[Directions for this task]
Lay out the lines as a Markdown table with the columns Number and Line, starting with the line containing "Which part of this frame contains the brown" and continuing through the last of the rows. Give each line its own number and leave out blank lines.

--------------------------------

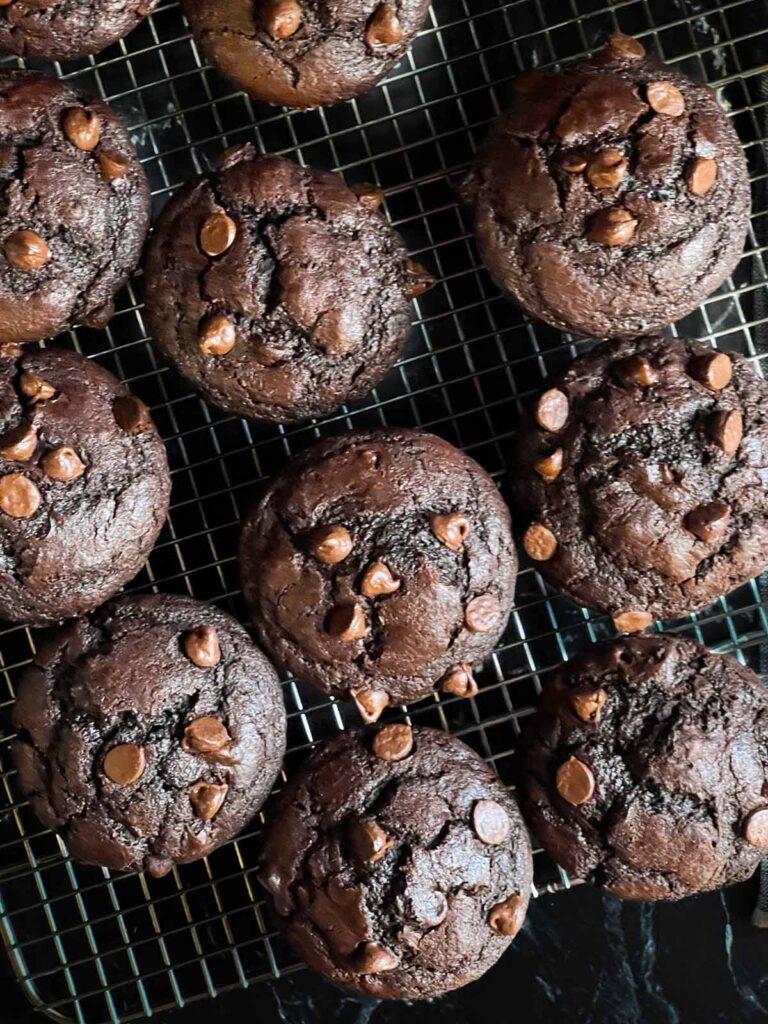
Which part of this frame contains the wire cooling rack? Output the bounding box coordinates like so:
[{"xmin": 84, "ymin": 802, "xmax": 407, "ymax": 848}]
[{"xmin": 0, "ymin": 0, "xmax": 768, "ymax": 1024}]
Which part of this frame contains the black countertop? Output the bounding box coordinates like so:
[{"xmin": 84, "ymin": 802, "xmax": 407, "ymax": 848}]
[{"xmin": 0, "ymin": 880, "xmax": 768, "ymax": 1024}]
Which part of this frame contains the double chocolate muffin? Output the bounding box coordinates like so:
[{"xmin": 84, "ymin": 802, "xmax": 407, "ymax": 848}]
[
  {"xmin": 511, "ymin": 337, "xmax": 768, "ymax": 631},
  {"xmin": 261, "ymin": 725, "xmax": 532, "ymax": 999},
  {"xmin": 13, "ymin": 595, "xmax": 286, "ymax": 876},
  {"xmin": 241, "ymin": 428, "xmax": 517, "ymax": 722},
  {"xmin": 145, "ymin": 145, "xmax": 431, "ymax": 423},
  {"xmin": 522, "ymin": 636, "xmax": 768, "ymax": 899},
  {"xmin": 0, "ymin": 73, "xmax": 150, "ymax": 345},
  {"xmin": 0, "ymin": 0, "xmax": 160, "ymax": 60},
  {"xmin": 0, "ymin": 349, "xmax": 171, "ymax": 626},
  {"xmin": 183, "ymin": 0, "xmax": 429, "ymax": 108},
  {"xmin": 462, "ymin": 34, "xmax": 751, "ymax": 338}
]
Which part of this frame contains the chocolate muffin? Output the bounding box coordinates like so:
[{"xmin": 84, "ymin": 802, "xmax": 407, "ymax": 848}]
[
  {"xmin": 0, "ymin": 0, "xmax": 160, "ymax": 60},
  {"xmin": 262, "ymin": 725, "xmax": 532, "ymax": 999},
  {"xmin": 511, "ymin": 337, "xmax": 768, "ymax": 632},
  {"xmin": 462, "ymin": 34, "xmax": 751, "ymax": 338},
  {"xmin": 13, "ymin": 594, "xmax": 286, "ymax": 876},
  {"xmin": 0, "ymin": 349, "xmax": 171, "ymax": 626},
  {"xmin": 522, "ymin": 636, "xmax": 768, "ymax": 900},
  {"xmin": 145, "ymin": 145, "xmax": 431, "ymax": 423},
  {"xmin": 241, "ymin": 428, "xmax": 517, "ymax": 722},
  {"xmin": 183, "ymin": 0, "xmax": 429, "ymax": 108},
  {"xmin": 0, "ymin": 73, "xmax": 150, "ymax": 345}
]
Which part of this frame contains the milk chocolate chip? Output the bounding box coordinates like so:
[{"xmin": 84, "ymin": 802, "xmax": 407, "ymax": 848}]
[
  {"xmin": 431, "ymin": 512, "xmax": 470, "ymax": 551},
  {"xmin": 366, "ymin": 3, "xmax": 403, "ymax": 49},
  {"xmin": 62, "ymin": 106, "xmax": 101, "ymax": 153},
  {"xmin": 309, "ymin": 526, "xmax": 352, "ymax": 565},
  {"xmin": 555, "ymin": 757, "xmax": 595, "ymax": 806},
  {"xmin": 184, "ymin": 626, "xmax": 221, "ymax": 669},
  {"xmin": 5, "ymin": 230, "xmax": 50, "ymax": 270},
  {"xmin": 40, "ymin": 444, "xmax": 85, "ymax": 480},
  {"xmin": 372, "ymin": 725, "xmax": 414, "ymax": 761},
  {"xmin": 522, "ymin": 522, "xmax": 557, "ymax": 562},
  {"xmin": 104, "ymin": 743, "xmax": 146, "ymax": 785},
  {"xmin": 189, "ymin": 781, "xmax": 229, "ymax": 821},
  {"xmin": 464, "ymin": 594, "xmax": 502, "ymax": 633},
  {"xmin": 200, "ymin": 210, "xmax": 238, "ymax": 256},
  {"xmin": 536, "ymin": 387, "xmax": 568, "ymax": 433},
  {"xmin": 0, "ymin": 473, "xmax": 40, "ymax": 519}
]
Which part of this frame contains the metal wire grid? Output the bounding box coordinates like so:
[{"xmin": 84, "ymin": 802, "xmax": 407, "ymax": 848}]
[{"xmin": 0, "ymin": 0, "xmax": 768, "ymax": 1024}]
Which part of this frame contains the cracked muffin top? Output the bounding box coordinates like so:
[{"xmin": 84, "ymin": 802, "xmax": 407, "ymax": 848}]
[
  {"xmin": 0, "ymin": 71, "xmax": 150, "ymax": 345},
  {"xmin": 261, "ymin": 725, "xmax": 532, "ymax": 999},
  {"xmin": 241, "ymin": 428, "xmax": 517, "ymax": 722},
  {"xmin": 0, "ymin": 0, "xmax": 160, "ymax": 60},
  {"xmin": 462, "ymin": 34, "xmax": 751, "ymax": 338},
  {"xmin": 183, "ymin": 0, "xmax": 429, "ymax": 108},
  {"xmin": 511, "ymin": 337, "xmax": 768, "ymax": 632},
  {"xmin": 145, "ymin": 144, "xmax": 431, "ymax": 423},
  {"xmin": 521, "ymin": 636, "xmax": 768, "ymax": 899},
  {"xmin": 0, "ymin": 349, "xmax": 171, "ymax": 626},
  {"xmin": 13, "ymin": 595, "xmax": 286, "ymax": 877}
]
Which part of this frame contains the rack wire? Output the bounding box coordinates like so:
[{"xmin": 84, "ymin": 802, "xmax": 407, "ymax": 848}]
[{"xmin": 0, "ymin": 0, "xmax": 768, "ymax": 1024}]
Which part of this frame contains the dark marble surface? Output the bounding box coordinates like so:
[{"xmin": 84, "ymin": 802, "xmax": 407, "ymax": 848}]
[{"xmin": 0, "ymin": 880, "xmax": 768, "ymax": 1024}]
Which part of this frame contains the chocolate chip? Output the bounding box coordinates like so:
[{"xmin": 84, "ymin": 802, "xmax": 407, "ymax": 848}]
[
  {"xmin": 366, "ymin": 3, "xmax": 404, "ymax": 49},
  {"xmin": 440, "ymin": 662, "xmax": 479, "ymax": 697},
  {"xmin": 688, "ymin": 352, "xmax": 733, "ymax": 391},
  {"xmin": 264, "ymin": 0, "xmax": 302, "ymax": 39},
  {"xmin": 350, "ymin": 821, "xmax": 394, "ymax": 863},
  {"xmin": 472, "ymin": 800, "xmax": 512, "ymax": 846},
  {"xmin": 685, "ymin": 502, "xmax": 731, "ymax": 544},
  {"xmin": 0, "ymin": 473, "xmax": 40, "ymax": 519},
  {"xmin": 5, "ymin": 231, "xmax": 50, "ymax": 270},
  {"xmin": 198, "ymin": 313, "xmax": 238, "ymax": 355},
  {"xmin": 309, "ymin": 526, "xmax": 352, "ymax": 565},
  {"xmin": 351, "ymin": 182, "xmax": 385, "ymax": 210},
  {"xmin": 616, "ymin": 355, "xmax": 658, "ymax": 387},
  {"xmin": 587, "ymin": 207, "xmax": 637, "ymax": 246},
  {"xmin": 328, "ymin": 604, "xmax": 368, "ymax": 641},
  {"xmin": 522, "ymin": 522, "xmax": 557, "ymax": 562},
  {"xmin": 372, "ymin": 725, "xmax": 414, "ymax": 761},
  {"xmin": 488, "ymin": 893, "xmax": 525, "ymax": 938},
  {"xmin": 184, "ymin": 626, "xmax": 221, "ymax": 669},
  {"xmin": 536, "ymin": 387, "xmax": 568, "ymax": 434},
  {"xmin": 430, "ymin": 512, "xmax": 471, "ymax": 551},
  {"xmin": 534, "ymin": 449, "xmax": 563, "ymax": 482},
  {"xmin": 685, "ymin": 157, "xmax": 718, "ymax": 196},
  {"xmin": 189, "ymin": 781, "xmax": 229, "ymax": 821},
  {"xmin": 351, "ymin": 689, "xmax": 389, "ymax": 725},
  {"xmin": 200, "ymin": 210, "xmax": 238, "ymax": 256},
  {"xmin": 104, "ymin": 743, "xmax": 146, "ymax": 785},
  {"xmin": 18, "ymin": 370, "xmax": 56, "ymax": 402},
  {"xmin": 613, "ymin": 611, "xmax": 653, "ymax": 633},
  {"xmin": 40, "ymin": 444, "xmax": 85, "ymax": 481},
  {"xmin": 62, "ymin": 106, "xmax": 101, "ymax": 153},
  {"xmin": 464, "ymin": 594, "xmax": 502, "ymax": 633},
  {"xmin": 570, "ymin": 689, "xmax": 608, "ymax": 722},
  {"xmin": 606, "ymin": 32, "xmax": 645, "ymax": 60},
  {"xmin": 710, "ymin": 409, "xmax": 744, "ymax": 455},
  {"xmin": 181, "ymin": 716, "xmax": 231, "ymax": 755},
  {"xmin": 98, "ymin": 150, "xmax": 129, "ymax": 181},
  {"xmin": 744, "ymin": 807, "xmax": 768, "ymax": 850},
  {"xmin": 406, "ymin": 259, "xmax": 437, "ymax": 299},
  {"xmin": 112, "ymin": 394, "xmax": 152, "ymax": 435},
  {"xmin": 587, "ymin": 148, "xmax": 630, "ymax": 188},
  {"xmin": 555, "ymin": 757, "xmax": 595, "ymax": 806},
  {"xmin": 360, "ymin": 562, "xmax": 400, "ymax": 597},
  {"xmin": 646, "ymin": 82, "xmax": 685, "ymax": 118},
  {"xmin": 354, "ymin": 942, "xmax": 399, "ymax": 974},
  {"xmin": 0, "ymin": 423, "xmax": 37, "ymax": 462}
]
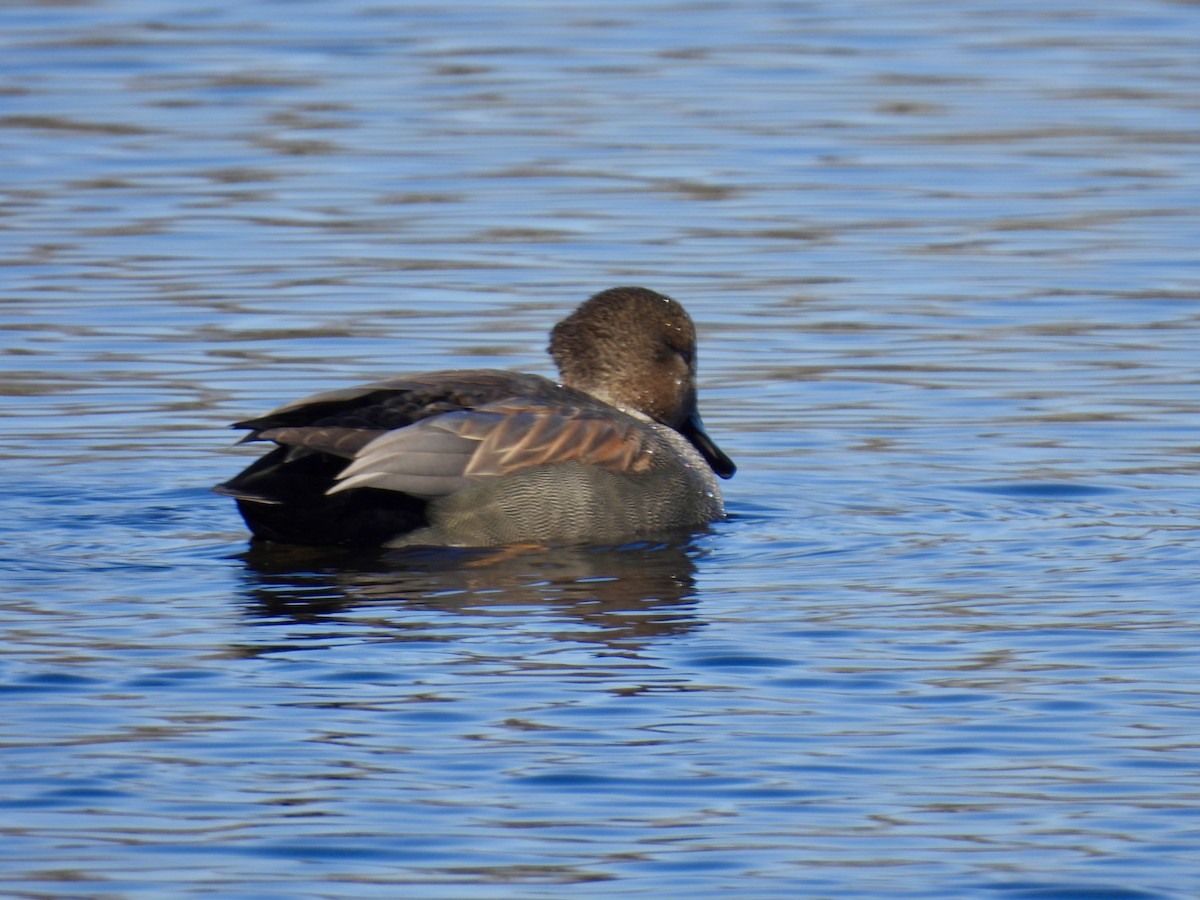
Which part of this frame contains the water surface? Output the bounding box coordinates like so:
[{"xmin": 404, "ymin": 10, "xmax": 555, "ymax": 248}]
[{"xmin": 0, "ymin": 0, "xmax": 1200, "ymax": 900}]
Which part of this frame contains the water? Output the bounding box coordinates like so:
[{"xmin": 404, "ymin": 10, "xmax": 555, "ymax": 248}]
[{"xmin": 0, "ymin": 0, "xmax": 1200, "ymax": 900}]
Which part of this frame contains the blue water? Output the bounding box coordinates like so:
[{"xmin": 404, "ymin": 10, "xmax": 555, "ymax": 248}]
[{"xmin": 0, "ymin": 0, "xmax": 1200, "ymax": 900}]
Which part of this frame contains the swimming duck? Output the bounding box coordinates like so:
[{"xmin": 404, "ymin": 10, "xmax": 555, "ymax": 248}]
[{"xmin": 215, "ymin": 287, "xmax": 736, "ymax": 547}]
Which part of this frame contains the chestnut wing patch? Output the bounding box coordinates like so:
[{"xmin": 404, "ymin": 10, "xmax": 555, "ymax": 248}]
[{"xmin": 329, "ymin": 397, "xmax": 653, "ymax": 498}]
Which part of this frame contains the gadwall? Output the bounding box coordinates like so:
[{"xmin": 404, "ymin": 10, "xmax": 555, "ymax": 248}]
[{"xmin": 215, "ymin": 287, "xmax": 736, "ymax": 547}]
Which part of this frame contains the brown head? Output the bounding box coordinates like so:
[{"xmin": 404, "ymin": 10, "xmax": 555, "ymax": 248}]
[{"xmin": 550, "ymin": 287, "xmax": 737, "ymax": 478}]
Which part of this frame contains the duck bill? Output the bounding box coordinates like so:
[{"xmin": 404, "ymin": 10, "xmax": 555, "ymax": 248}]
[{"xmin": 679, "ymin": 410, "xmax": 738, "ymax": 478}]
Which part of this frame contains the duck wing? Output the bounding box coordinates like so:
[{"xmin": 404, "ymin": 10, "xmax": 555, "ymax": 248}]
[{"xmin": 328, "ymin": 397, "xmax": 654, "ymax": 499}]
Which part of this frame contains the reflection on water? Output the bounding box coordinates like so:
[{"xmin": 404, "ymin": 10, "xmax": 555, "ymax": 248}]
[
  {"xmin": 234, "ymin": 545, "xmax": 700, "ymax": 649},
  {"xmin": 0, "ymin": 0, "xmax": 1200, "ymax": 900}
]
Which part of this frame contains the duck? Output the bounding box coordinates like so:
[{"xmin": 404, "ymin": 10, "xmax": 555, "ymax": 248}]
[{"xmin": 214, "ymin": 287, "xmax": 737, "ymax": 547}]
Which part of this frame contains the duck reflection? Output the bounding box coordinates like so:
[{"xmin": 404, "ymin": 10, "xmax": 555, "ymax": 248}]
[{"xmin": 230, "ymin": 540, "xmax": 702, "ymax": 649}]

--------------------------------

[Finished task]
| Number | Line |
|---|---|
| 1 | Which part of this frame contains the brown head? Output the bounding box coordinates like so: |
| 2 | [{"xmin": 404, "ymin": 10, "xmax": 555, "ymax": 248}] |
| 3 | [{"xmin": 550, "ymin": 287, "xmax": 737, "ymax": 478}] |
| 4 | Which part of this frame contains the duck bill? Output the bounding box coordinates like so: |
| 5 | [{"xmin": 404, "ymin": 10, "xmax": 555, "ymax": 248}] |
| 6 | [{"xmin": 679, "ymin": 410, "xmax": 738, "ymax": 478}] |
| 7 | Which part of this frame contains the duck wing? Output the bounding box coordinates like so: |
| 8 | [{"xmin": 404, "ymin": 10, "xmax": 555, "ymax": 248}] |
| 9 | [{"xmin": 328, "ymin": 397, "xmax": 654, "ymax": 499}] |
| 10 | Which part of this frame contains the reflection on water? Output the bounding box coordinates like so: |
| 11 | [{"xmin": 404, "ymin": 10, "xmax": 555, "ymax": 248}] |
| 12 | [ |
| 13 |   {"xmin": 234, "ymin": 545, "xmax": 700, "ymax": 649}, |
| 14 |   {"xmin": 0, "ymin": 0, "xmax": 1200, "ymax": 900} |
| 15 | ] |
| 16 | Which part of this frame contains the duck? Output the bounding box coordinates like so: |
| 17 | [{"xmin": 404, "ymin": 10, "xmax": 555, "ymax": 248}] |
| 18 | [{"xmin": 214, "ymin": 287, "xmax": 737, "ymax": 547}] |
| 19 | Which part of this frame contains the duck reflection? Output the bounding box coordinates like so: |
| 20 | [{"xmin": 404, "ymin": 10, "xmax": 555, "ymax": 248}] |
| 21 | [{"xmin": 230, "ymin": 540, "xmax": 702, "ymax": 649}] |